Task description »
Gather each line in the items below that contains the string "island" and copy it out in full. Count a line only when its letters match that string's case.

Given data »

-.-.-

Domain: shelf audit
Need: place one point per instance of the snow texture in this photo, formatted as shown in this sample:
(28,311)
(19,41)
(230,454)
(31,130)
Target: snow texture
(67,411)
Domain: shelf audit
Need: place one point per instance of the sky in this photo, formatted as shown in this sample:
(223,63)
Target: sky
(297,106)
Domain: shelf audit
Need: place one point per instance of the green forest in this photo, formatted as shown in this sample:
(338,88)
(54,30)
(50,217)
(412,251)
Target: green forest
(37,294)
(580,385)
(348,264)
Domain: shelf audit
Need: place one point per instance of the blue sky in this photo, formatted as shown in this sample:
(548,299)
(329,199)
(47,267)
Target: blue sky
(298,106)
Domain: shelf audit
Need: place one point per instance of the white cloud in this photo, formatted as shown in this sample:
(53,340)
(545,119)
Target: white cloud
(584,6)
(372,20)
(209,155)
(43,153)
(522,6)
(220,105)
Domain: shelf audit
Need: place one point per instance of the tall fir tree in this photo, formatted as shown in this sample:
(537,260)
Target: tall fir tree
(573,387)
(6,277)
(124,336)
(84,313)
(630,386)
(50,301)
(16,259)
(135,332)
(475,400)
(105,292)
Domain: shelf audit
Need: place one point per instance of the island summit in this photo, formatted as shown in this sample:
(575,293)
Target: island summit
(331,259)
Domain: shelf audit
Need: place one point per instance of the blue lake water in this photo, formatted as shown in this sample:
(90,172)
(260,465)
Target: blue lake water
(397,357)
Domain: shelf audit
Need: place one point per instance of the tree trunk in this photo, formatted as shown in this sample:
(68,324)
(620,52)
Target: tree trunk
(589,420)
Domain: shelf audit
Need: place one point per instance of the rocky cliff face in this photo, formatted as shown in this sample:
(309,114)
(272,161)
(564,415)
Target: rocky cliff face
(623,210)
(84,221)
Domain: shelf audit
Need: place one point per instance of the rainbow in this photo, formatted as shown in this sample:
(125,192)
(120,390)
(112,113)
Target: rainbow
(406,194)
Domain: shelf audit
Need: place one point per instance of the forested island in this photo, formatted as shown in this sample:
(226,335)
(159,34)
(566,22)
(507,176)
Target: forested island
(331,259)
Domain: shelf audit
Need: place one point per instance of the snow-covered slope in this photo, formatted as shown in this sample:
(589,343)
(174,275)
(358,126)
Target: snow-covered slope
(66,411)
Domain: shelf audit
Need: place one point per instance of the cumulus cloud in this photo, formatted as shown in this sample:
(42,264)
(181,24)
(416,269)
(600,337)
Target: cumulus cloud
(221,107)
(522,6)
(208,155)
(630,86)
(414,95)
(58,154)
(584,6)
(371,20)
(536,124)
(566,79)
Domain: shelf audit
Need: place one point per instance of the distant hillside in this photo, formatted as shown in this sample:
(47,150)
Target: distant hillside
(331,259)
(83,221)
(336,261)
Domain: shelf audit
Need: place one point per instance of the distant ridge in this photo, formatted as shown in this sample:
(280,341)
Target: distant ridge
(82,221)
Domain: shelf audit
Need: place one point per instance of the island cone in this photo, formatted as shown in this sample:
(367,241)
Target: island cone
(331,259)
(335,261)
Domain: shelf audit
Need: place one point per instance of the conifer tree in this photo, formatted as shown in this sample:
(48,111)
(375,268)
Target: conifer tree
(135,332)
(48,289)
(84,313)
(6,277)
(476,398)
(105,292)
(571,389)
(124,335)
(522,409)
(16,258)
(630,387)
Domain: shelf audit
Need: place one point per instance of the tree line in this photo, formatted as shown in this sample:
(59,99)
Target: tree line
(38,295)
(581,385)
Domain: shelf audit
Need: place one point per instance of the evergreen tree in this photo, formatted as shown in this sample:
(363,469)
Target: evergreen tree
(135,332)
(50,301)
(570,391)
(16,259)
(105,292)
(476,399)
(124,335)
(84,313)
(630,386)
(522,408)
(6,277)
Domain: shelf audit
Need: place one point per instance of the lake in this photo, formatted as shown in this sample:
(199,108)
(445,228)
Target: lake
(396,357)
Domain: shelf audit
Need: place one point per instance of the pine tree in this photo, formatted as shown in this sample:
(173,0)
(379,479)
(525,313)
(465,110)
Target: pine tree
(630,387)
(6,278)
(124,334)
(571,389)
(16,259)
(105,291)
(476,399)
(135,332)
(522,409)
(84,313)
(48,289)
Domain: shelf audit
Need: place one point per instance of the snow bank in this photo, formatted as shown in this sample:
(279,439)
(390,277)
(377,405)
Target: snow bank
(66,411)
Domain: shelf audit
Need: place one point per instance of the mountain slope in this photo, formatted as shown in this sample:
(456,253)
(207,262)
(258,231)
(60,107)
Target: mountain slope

-.-.-

Complete answer »
Need: place one point per instance of the island summit in this photo, formatted as shown in this sample:
Target: island summit
Need: place one point per instance of the forested island in this photo, formatted as shown in this sample:
Target: forested island
Need: place one point per instance of the island cone in this photo, formatted as shown in this sample:
Target: island cone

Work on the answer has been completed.